◆ Task instructions
Output all of the records exactly as written.

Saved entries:

::::

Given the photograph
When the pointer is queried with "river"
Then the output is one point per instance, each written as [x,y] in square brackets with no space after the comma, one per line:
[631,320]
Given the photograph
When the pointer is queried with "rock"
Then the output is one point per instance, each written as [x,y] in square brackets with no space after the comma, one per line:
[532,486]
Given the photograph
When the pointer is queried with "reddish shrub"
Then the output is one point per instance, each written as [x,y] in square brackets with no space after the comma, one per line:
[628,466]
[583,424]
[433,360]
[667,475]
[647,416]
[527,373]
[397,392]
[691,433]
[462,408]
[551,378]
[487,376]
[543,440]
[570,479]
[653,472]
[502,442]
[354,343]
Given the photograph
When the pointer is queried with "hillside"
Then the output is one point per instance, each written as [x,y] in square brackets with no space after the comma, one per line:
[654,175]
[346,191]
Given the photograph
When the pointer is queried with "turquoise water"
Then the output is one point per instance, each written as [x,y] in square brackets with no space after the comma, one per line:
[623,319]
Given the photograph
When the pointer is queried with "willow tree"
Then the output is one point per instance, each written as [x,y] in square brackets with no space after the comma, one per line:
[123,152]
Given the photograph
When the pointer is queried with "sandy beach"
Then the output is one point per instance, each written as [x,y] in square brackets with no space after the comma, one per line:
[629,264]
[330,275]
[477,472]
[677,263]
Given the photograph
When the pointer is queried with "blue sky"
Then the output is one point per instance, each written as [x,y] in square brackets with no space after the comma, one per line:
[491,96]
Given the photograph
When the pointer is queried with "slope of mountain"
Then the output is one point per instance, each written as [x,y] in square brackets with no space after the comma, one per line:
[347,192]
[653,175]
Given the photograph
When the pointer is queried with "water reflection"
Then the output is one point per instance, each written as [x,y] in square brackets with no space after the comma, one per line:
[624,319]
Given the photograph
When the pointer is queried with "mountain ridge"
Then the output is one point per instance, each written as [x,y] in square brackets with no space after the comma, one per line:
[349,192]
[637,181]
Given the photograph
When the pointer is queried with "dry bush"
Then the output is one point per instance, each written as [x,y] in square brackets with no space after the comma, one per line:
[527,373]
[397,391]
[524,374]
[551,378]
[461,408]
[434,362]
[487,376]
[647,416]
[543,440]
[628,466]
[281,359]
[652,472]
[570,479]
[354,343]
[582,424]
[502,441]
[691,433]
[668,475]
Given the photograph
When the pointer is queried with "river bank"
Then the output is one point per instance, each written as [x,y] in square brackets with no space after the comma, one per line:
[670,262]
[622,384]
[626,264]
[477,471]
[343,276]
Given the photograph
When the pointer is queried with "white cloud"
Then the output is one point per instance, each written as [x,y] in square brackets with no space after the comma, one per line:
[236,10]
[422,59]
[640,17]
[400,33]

::::

◆ Exercise result
Given the photograph
When the pointer is queried with "river"
Then the output is one point per instance, each written as [x,y] in square brackets with no space after the comma, one per line:
[631,320]
Given the photograph
When the pointer is queried with "rock"
Then the output is one point per instance, each written as [x,y] in square brackets with no space after the comma, one per line:
[532,486]
Given the photograph
When the pointer is queried with "reddish shrub"
Then the output is one point per instance, each written as [x,y] in square brackets with no space after the comma, one per line:
[628,466]
[583,424]
[433,360]
[667,475]
[647,416]
[527,373]
[397,392]
[691,433]
[462,408]
[551,378]
[487,376]
[543,440]
[570,479]
[653,472]
[502,442]
[354,343]
Given the photograph
When the pointer is queried with "hillside"
Then the output is one point per instance, each written as [x,y] in square brackets with no space after the comma, one per line:
[654,175]
[346,191]
Given the photograph
When the pointer is queried with "turquoise water"
Then the output is one point per instance, each written as [x,y] in square brackets with no space after the comma, one per line:
[623,319]
Given the photograph
When the pointer is queried with "willow tree"
Then the output is one point per instance, each written as [x,y] in square brackets with no space after the comma, one per line:
[123,152]
Given the photograph
When the pointer is queried with "sandy beach"
Then the output is one point per instance, each written as [x,y] in square brackets with no space after the comma, one per line:
[629,264]
[330,275]
[477,472]
[677,263]
Given the photograph
When the pointer is queried with "blue sky"
Then the output is one point per instance, each written as [x,y] in square brackets with no space after the comma, one per line:
[491,96]
Given the photograph
When the pointer is queried with "slope of mountain"
Then the output is one point per instance, each written as [x,y] in square brackets with no space after the comma, one per line:
[347,192]
[653,175]
Given the photograph
When the pointer is queried with "water reflection"
Then the output is one point per instance, each written as [x,y] in square brackets with no space after the comma, one per line:
[624,319]
Given the photograph
When the pointer is queried with "mountain ridge"
Then the output is one point per instance, each written as [x,y] in square brackets with no space after the comma, one per line:
[349,192]
[637,181]
Given the photograph
When the pointer is queried with "dry bush"
Then the output is one point per instance, each written as [x,y] in square brackets with no space after the comma, one per line:
[527,373]
[397,391]
[524,374]
[551,378]
[461,408]
[434,362]
[487,376]
[647,416]
[543,440]
[628,466]
[281,359]
[652,472]
[570,479]
[354,343]
[582,424]
[502,441]
[691,433]
[668,475]
Given the photograph
When the pointer is queried with "river bank"
Then the output is one point per instance, each written as [x,y] in square brackets with no space after the comma, one per line:
[670,262]
[622,384]
[626,264]
[477,471]
[343,276]
Given the photograph
When the pointer is queried with "white cloud"
Then the output is one point per instance, each written as [x,y] in square brackets with no space after the comma, one per line:
[236,10]
[422,59]
[640,17]
[400,33]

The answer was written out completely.